%%

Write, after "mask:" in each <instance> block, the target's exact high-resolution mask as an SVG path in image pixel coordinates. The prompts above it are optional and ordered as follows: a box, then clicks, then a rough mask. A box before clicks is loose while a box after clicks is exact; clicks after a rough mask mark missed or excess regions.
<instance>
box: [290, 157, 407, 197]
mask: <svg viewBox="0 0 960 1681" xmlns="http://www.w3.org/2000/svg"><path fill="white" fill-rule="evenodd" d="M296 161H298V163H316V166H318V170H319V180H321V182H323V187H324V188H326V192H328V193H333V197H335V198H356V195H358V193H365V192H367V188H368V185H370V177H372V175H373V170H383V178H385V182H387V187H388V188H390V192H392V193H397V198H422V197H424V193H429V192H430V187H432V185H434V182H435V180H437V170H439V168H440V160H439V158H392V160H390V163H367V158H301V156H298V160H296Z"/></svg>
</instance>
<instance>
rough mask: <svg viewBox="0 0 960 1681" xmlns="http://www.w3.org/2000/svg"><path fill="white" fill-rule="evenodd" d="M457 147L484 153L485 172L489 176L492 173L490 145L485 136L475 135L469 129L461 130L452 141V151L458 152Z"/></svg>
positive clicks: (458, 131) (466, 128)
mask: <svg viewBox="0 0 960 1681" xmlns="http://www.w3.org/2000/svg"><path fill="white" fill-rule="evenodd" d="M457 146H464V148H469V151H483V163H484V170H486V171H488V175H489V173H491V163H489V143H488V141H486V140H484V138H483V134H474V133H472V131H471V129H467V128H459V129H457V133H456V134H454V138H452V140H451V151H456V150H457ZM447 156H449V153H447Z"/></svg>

%%

Exercise goal →
Copy each row above word for word, from the first line to the last.

Task response →
Write, after "mask:" in each <instance> block, the target's exact high-resolution mask as an SVG path in image pixel coordinates. The prompts above it are optional and ordered as follows: a box, then clicks, then a rough mask. A box before clicks is loose while a box after clicks is exact; clicks after a rough mask mark missed or excess regions.
<instance>
box: [290, 157, 407, 197]
mask: <svg viewBox="0 0 960 1681" xmlns="http://www.w3.org/2000/svg"><path fill="white" fill-rule="evenodd" d="M296 161H298V163H316V166H318V170H319V180H321V182H323V187H324V188H326V192H328V193H333V197H335V198H356V195H358V193H365V192H367V188H368V185H370V177H372V175H373V170H383V178H385V182H387V187H388V188H390V192H392V193H397V198H422V197H424V193H429V192H430V187H432V185H434V182H435V180H437V170H439V168H440V160H439V158H392V160H390V163H367V158H301V156H298V160H296Z"/></svg>
</instance>
<instance>
rough mask: <svg viewBox="0 0 960 1681" xmlns="http://www.w3.org/2000/svg"><path fill="white" fill-rule="evenodd" d="M457 147L484 153L485 172L489 176L492 173L490 145L485 136L475 135L469 129L461 130L452 141V151L458 152Z"/></svg>
positive clicks: (458, 131) (466, 128)
mask: <svg viewBox="0 0 960 1681" xmlns="http://www.w3.org/2000/svg"><path fill="white" fill-rule="evenodd" d="M457 146H464V148H469V151H483V163H484V170H486V171H488V175H489V173H491V163H489V143H488V141H486V140H484V138H483V134H474V133H472V131H471V129H467V128H459V129H457V133H456V134H454V138H452V140H451V151H456V150H457ZM447 156H449V153H447Z"/></svg>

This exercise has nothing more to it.